===== Records =====

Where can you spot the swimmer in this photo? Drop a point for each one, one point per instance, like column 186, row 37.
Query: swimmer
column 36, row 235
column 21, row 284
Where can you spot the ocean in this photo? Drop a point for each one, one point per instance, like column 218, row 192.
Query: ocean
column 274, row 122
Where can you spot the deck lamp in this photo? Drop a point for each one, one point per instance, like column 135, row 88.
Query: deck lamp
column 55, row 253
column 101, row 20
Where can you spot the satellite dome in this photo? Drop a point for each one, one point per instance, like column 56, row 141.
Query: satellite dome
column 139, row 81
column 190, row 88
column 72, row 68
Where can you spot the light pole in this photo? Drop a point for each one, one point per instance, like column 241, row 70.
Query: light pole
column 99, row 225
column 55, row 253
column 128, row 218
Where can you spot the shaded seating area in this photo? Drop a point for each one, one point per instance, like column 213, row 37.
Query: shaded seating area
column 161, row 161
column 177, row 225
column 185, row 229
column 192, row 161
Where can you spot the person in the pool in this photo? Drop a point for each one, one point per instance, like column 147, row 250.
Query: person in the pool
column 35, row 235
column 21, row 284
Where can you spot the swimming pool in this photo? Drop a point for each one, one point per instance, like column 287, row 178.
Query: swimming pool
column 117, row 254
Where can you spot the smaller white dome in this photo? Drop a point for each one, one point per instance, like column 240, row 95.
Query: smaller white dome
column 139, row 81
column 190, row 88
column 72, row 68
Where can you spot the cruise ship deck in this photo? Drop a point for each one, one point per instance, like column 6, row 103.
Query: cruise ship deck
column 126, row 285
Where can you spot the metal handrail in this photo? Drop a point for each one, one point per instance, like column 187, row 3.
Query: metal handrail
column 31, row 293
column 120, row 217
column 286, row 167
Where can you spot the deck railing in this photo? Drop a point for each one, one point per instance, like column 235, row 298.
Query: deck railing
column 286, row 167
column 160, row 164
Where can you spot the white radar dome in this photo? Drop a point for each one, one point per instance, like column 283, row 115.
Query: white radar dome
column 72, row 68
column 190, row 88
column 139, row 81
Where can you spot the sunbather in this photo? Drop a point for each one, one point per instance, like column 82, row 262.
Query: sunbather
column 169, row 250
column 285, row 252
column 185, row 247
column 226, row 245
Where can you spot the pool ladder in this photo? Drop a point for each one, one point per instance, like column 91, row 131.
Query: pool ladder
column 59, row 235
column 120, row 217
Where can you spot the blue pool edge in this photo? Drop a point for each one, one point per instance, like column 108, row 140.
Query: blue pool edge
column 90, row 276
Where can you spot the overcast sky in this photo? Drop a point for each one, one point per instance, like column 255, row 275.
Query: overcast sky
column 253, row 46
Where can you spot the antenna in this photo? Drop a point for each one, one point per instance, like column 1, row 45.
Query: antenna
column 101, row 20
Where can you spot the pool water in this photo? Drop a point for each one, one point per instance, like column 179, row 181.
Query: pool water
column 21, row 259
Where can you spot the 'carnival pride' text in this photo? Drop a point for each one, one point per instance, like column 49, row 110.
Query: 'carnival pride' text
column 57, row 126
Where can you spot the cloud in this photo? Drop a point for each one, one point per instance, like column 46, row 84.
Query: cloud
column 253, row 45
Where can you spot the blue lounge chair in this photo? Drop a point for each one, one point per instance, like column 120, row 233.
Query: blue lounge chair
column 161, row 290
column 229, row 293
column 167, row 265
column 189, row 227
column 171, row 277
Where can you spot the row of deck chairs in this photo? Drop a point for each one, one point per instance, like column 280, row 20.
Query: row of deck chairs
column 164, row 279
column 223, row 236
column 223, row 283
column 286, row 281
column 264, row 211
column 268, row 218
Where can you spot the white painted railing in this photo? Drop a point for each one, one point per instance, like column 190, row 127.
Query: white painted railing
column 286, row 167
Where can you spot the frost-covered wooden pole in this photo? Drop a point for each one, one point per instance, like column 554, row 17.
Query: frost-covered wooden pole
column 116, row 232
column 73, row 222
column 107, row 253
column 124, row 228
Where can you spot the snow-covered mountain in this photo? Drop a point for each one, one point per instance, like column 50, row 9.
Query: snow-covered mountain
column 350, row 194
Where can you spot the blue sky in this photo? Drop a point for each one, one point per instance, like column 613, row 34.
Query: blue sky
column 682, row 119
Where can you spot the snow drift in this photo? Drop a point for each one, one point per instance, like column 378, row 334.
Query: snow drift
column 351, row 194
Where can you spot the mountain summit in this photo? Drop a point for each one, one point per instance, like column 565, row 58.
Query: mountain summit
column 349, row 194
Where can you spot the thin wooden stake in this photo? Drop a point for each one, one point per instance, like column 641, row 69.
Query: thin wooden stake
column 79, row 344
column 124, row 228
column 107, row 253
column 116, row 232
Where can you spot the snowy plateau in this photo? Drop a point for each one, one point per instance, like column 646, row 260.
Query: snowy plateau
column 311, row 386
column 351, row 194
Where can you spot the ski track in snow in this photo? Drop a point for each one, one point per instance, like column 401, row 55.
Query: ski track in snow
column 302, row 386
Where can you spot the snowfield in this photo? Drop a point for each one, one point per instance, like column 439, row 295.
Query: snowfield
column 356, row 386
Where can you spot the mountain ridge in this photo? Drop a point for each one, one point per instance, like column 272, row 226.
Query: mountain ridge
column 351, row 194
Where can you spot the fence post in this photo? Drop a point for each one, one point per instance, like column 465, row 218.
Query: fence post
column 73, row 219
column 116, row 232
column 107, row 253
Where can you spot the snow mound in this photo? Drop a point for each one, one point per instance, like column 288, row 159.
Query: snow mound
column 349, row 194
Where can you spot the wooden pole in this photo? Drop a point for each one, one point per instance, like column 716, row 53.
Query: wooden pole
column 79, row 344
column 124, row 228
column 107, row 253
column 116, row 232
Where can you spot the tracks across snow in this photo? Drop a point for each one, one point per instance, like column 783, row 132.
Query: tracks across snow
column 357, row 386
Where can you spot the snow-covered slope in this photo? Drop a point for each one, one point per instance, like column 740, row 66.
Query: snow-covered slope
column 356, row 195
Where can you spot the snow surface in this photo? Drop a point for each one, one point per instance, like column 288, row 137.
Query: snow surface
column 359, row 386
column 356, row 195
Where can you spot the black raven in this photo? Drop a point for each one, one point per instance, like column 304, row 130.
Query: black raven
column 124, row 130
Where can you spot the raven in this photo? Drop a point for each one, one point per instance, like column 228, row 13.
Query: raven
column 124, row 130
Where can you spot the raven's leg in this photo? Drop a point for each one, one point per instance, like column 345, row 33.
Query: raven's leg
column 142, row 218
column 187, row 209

=====

### Problem
Reproduce the data shown above exactly, including every line.

### Worked solution
Where can you spot the swimmer in this photo? Drop a point for each one, one point per instance, like column 186, row 37.
Query: swimmer
column 36, row 235
column 21, row 284
Where can you spot the ocean in this photo? Drop a point for each one, one point per instance, like column 218, row 192.
Query: ocean
column 274, row 122
Where can you spot the deck lamp in this photo? Drop a point for each one, one point per instance, like column 135, row 88.
Query: deck lamp
column 55, row 253
column 101, row 20
Where can you spot the satellite dome in this photo? Drop a point for each one, one point per instance, like column 56, row 141.
Query: satellite dome
column 139, row 81
column 190, row 88
column 72, row 68
Where can you spot the light pole in this photo? Drop a point for each one, one point per instance, like column 241, row 70.
Query: light pole
column 99, row 225
column 55, row 253
column 128, row 218
Where can you spot the shaded seating area in this photo? Drop a point for each one, one point per instance, like column 213, row 37.
Query: shaded seating area
column 161, row 161
column 177, row 225
column 185, row 229
column 192, row 161
Where can you spot the person in the pool in this photo? Drop a point for each one, one point per instance, like column 147, row 250.
Query: person in the pool
column 35, row 235
column 21, row 284
Where can you spot the swimming pool in this photo? Drop a point for each one, one point per instance, like column 287, row 178.
Query: swimming pool
column 117, row 254
Where can you spot the smaller white dome in this photo? Drop a point for each one, one point per instance, like column 240, row 95.
Query: smaller white dome
column 139, row 81
column 190, row 88
column 72, row 68
Where can you spot the cruise ship deck in this photo? Drop a point for each one, one point per instance, like column 6, row 103.
Query: cruise ship deck
column 126, row 285
Where can you spot the metal handrail in this photo? Drop a point for each one, one point per instance, like column 187, row 3.
Query: metal handrail
column 31, row 293
column 120, row 217
column 286, row 167
Where can you spot the deck railing in this photo? Drop a point for each one, one point per instance, like column 235, row 298.
Query: deck railing
column 286, row 167
column 160, row 164
Where can you spot the white radar dome in this photo? Drop a point for each one, one point per instance, like column 283, row 115.
Query: white radar dome
column 72, row 68
column 190, row 88
column 139, row 81
Where can you spot the sunbather in this photo? Drop a point for each one, one point per instance, like column 82, row 262.
Query: sunbather
column 169, row 250
column 285, row 252
column 185, row 247
column 226, row 245
Where can you spot the pool ladder in this photo? Drop a point for each one, one point per instance, like column 91, row 131.
Query: pool ladder
column 59, row 235
column 120, row 217
Where can you spot the blue pool edge in this photo? Drop a point for each one, one point per instance, like column 108, row 140.
Query: blue pool edge
column 90, row 276
Where can you spot the overcast sky in this photo? Drop a point for each one, one point per instance, like column 255, row 275.
Query: overcast sky
column 253, row 46
Where can you spot the antenna in this photo? Drop a point for each one, one point per instance, like column 1, row 45.
Query: antenna
column 101, row 20
Where can you spot the pool water in this photo? Drop a point for each one, one point per instance, like column 179, row 181.
Query: pool water
column 21, row 259
Where can you spot the 'carnival pride' text in this photo? Drop a point for each one, one point per instance, like column 49, row 110.
Query: 'carnival pride' text
column 57, row 126
Where can you spot the cloud in this photo? Drop a point for each one, one point per instance, like column 46, row 84.
Query: cloud
column 253, row 45
Where can you spot the blue lounge chair in this photo? Drop a point for each one, one point per instance, like column 120, row 233.
Query: blue lounge chair
column 161, row 290
column 229, row 293
column 167, row 265
column 189, row 227
column 171, row 277
Where can you spot the row of deck chairs in this photo? Drop a point for each one, one point per instance, like column 280, row 20.
Query: row of deck chairs
column 164, row 279
column 223, row 236
column 223, row 283
column 286, row 281
column 264, row 211
column 268, row 218
Where can you spot the white painted railing in this photo? Drop a point for each one, one point per instance, like column 190, row 127.
Query: white painted railing
column 286, row 167
Where can you spot the frost-covered wooden pole in this photo? Drop a point for each one, one point per instance, like column 554, row 17.
Query: frost-covered wooden pole
column 116, row 232
column 73, row 222
column 107, row 253
column 124, row 228
Where can you spot the snow-covered mountain in this photo? Drop a point for each one, one point per instance, like column 50, row 9.
Query: snow-covered mountain
column 350, row 194
Where can you spot the blue sky in this photo? Drop a point for each one, one point per instance, like column 613, row 34.
Query: blue sky
column 682, row 119
Where can you spot the snow drift in this photo? Drop a point for each one, one point per instance, like column 378, row 334.
Query: snow drift
column 351, row 194
Where can you spot the mountain summit in this photo? Drop a point for each one, one point per instance, like column 565, row 58.
Query: mountain summit
column 349, row 194
Where can you spot the thin wooden stake in this photo? Drop a point for each one, one point per instance, like column 641, row 69.
Query: thin wooden stake
column 79, row 344
column 124, row 228
column 107, row 253
column 116, row 232
Where can you spot the snowy plateau in this photo? Drop a point for each one, one point per instance, like column 646, row 260.
Query: snowy plateau
column 311, row 386
column 351, row 194
Where can you spot the ski track in snow in this photo? Drop a point for each one, one point per instance, like column 401, row 55.
Query: ski track in snow
column 302, row 386
Where can you spot the snowfield in this photo? Drop a point for each one, one point per instance, like column 439, row 295.
Query: snowfield
column 356, row 386
Where can you spot the mountain ridge in this photo? Drop a point for each one, one point per instance, like column 272, row 226.
Query: mountain ridge
column 351, row 194
Where can you spot the fence post in this photo? Drop a point for each one, one point per instance, like column 465, row 218.
Query: fence post
column 73, row 219
column 116, row 232
column 107, row 253
Where can you spot the snow mound in this photo? Drop a point for each one, one point per instance, like column 288, row 159.
Query: snow mound
column 349, row 194
Where can you spot the wooden pole in this photo? Drop a point for each one, one point per instance, like column 716, row 53.
Query: wooden pole
column 79, row 344
column 124, row 228
column 107, row 253
column 116, row 232
Where can you spot the tracks across snow in this photo? Drop a point for each one, one point per instance, like column 783, row 132.
Query: tracks across snow
column 357, row 386
Where can you spot the snow-covered slope in this photo? Drop a point for each one, one point per instance, like column 740, row 66.
Query: snow-covered slope
column 356, row 195
Where can you spot the snow surface in this photo? Drop a point for each one, one point per instance, like column 288, row 137.
Query: snow surface
column 359, row 386
column 356, row 195
Where can you spot the black raven in this photo? Drop a point for each one, one point per instance, like column 304, row 130.
Query: black raven
column 124, row 130
Where can you spot the raven in this photo? Drop a point for each one, one point per instance, like column 228, row 13.
Query: raven
column 124, row 130
Where can you spot the raven's leg in this photo? Drop a point for each one, one point per instance, like column 345, row 33.
Query: raven's leg
column 142, row 218
column 187, row 209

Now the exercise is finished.